**STATED TASK**
Can you copy the material word for word, starting at its very first line and stopping after the line that contains "POLYGON ((191 64, 212"?

Contour labeling items
────

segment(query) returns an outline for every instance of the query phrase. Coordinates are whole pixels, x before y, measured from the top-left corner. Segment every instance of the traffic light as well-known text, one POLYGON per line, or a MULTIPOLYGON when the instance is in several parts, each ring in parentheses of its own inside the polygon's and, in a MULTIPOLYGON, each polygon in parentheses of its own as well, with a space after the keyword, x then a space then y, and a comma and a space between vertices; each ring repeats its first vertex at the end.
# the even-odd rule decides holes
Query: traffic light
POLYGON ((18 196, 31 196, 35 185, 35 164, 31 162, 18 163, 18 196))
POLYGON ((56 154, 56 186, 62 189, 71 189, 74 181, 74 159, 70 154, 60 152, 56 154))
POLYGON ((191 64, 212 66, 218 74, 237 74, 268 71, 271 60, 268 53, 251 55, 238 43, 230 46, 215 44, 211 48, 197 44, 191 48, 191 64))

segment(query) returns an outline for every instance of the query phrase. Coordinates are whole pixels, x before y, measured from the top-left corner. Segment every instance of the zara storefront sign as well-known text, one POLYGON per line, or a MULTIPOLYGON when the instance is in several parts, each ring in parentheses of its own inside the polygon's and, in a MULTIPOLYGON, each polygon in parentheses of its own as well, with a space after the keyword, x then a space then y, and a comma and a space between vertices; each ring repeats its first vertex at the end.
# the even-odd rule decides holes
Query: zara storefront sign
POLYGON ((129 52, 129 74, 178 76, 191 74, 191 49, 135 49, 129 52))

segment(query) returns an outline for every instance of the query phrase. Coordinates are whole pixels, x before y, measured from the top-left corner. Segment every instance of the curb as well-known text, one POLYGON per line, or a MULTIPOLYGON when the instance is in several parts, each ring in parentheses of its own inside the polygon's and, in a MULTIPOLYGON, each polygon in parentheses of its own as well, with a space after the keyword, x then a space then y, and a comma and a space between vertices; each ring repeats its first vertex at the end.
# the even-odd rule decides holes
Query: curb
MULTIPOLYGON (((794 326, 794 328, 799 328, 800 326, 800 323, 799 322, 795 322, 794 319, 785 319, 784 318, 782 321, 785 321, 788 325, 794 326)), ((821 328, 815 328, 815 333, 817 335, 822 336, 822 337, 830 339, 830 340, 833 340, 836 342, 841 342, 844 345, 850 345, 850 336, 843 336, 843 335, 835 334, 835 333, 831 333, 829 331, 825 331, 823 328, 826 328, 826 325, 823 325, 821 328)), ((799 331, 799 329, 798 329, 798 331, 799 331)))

────

**WORKED SOLUTION**
segment(query) returns an outline for every instance of the query phrase. Coordinates are whole pixels, x before y, measured from the top-left corner. Segment every instance of the traffic light as well-known text, one POLYGON per line, or a MULTIPOLYGON when the instance is in several parts, each ring in parentheses of its own inside the polygon's and, in a MULTIPOLYGON, each polygon in parentheses of its own as well, with a space after the keyword, x then a space then y, and a comma and a space between vertices; each ring repeats its first vertex at the end.
# the even-odd rule decides holes
Query: traffic light
POLYGON ((18 196, 31 196, 35 185, 35 164, 31 162, 18 163, 18 196))
POLYGON ((56 154, 56 186, 62 189, 71 189, 74 181, 74 159, 70 154, 60 152, 56 154))
POLYGON ((191 64, 212 66, 218 74, 237 74, 268 71, 271 60, 268 53, 251 55, 238 43, 230 46, 215 44, 211 48, 197 44, 191 48, 191 64))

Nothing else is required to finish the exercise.